● **BRIEF**: Reproduce the records below verbatim, keeping every line and character unchanged.

[Annotation data for object locations]
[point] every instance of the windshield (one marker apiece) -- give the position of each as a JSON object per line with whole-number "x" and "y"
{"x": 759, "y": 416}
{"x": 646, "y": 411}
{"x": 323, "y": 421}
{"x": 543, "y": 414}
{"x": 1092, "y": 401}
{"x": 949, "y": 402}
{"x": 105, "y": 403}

● **EXERCISE RESPONSE**:
[point] every instance of the windshield (one marker apiece) -- give the position of each as a JSON object per line with whole-number "x" and "y"
{"x": 759, "y": 416}
{"x": 646, "y": 411}
{"x": 323, "y": 421}
{"x": 543, "y": 414}
{"x": 1092, "y": 401}
{"x": 949, "y": 402}
{"x": 105, "y": 403}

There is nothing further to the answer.